-- Exercise goal --
Rewrite the lines starting with the line that contains "Category: purple flower" and going on through the last line, replacing "wispy cloud" with "thin cloud" and leaving everything else unchanged.

-- Task input --
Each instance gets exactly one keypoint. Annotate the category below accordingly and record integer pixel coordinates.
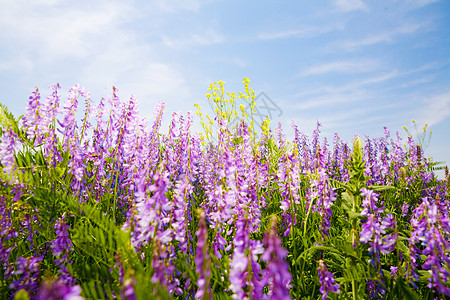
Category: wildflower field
(103, 205)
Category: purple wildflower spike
(327, 281)
(54, 289)
(277, 270)
(202, 260)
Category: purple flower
(7, 152)
(61, 246)
(55, 290)
(32, 117)
(127, 291)
(327, 281)
(245, 271)
(277, 271)
(202, 260)
(27, 272)
(430, 227)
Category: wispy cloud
(347, 66)
(350, 5)
(435, 109)
(305, 32)
(172, 6)
(384, 37)
(209, 37)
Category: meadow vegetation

-- Result --
Category: purple flower
(7, 152)
(61, 246)
(55, 290)
(32, 117)
(127, 291)
(327, 281)
(245, 271)
(277, 271)
(202, 260)
(27, 272)
(430, 227)
Category: thin cloud
(347, 66)
(350, 5)
(435, 109)
(305, 32)
(172, 6)
(384, 37)
(209, 37)
Category: meadow vegetation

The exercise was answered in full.